* Begin *

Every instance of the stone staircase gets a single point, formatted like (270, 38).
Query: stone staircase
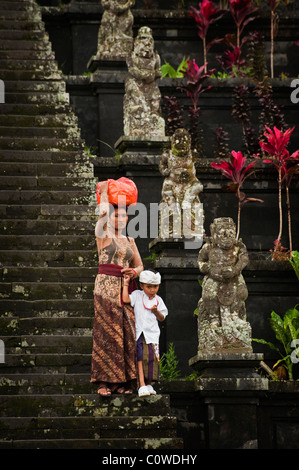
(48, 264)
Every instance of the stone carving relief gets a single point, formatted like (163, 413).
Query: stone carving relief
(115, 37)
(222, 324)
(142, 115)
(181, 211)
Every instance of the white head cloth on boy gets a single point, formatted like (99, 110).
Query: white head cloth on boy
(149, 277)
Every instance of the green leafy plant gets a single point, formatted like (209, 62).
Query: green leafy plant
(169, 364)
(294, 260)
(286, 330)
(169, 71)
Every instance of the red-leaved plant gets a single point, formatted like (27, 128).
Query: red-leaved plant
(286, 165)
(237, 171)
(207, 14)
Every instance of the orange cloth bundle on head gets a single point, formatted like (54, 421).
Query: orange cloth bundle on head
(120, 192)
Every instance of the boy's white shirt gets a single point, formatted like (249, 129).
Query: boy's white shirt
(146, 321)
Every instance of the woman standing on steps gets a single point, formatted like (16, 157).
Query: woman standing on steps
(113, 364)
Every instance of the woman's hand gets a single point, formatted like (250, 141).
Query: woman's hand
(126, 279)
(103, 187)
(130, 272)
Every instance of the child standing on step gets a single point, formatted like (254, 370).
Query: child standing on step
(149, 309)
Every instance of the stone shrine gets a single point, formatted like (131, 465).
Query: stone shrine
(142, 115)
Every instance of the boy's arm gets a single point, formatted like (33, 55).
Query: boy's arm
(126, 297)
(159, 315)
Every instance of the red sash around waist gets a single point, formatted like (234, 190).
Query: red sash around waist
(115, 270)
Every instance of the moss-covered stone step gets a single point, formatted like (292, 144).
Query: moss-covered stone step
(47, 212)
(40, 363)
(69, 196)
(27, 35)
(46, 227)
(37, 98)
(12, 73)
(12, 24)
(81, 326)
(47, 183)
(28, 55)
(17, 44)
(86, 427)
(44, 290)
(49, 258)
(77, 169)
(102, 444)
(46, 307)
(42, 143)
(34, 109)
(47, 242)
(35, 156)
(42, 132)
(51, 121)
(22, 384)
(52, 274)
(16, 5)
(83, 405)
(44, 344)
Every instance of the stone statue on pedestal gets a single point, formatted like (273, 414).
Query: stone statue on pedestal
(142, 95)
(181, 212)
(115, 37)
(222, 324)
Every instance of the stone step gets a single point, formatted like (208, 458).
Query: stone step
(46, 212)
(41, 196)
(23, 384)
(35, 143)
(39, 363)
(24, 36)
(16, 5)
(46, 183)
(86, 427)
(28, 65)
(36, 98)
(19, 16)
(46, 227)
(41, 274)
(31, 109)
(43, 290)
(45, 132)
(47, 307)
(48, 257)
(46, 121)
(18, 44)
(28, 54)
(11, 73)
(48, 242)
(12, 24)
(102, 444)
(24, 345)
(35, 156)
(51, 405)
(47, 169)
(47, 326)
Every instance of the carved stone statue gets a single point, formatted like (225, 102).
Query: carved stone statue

* End *
* Begin *

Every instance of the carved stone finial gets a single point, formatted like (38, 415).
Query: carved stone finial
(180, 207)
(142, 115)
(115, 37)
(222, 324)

* End *

## Exercise brief:
Give the lines of the data from the line containing "Every instance of the carved stone statue" through the line containing "Query: carved stone statue", inclusive, as a JSON list of strings with one string per line and blank lines left out.

## Final result:
[
  "Every instance of the carved stone statue gets a single point, formatted like (225, 102).",
  "Query: carved stone statue"
]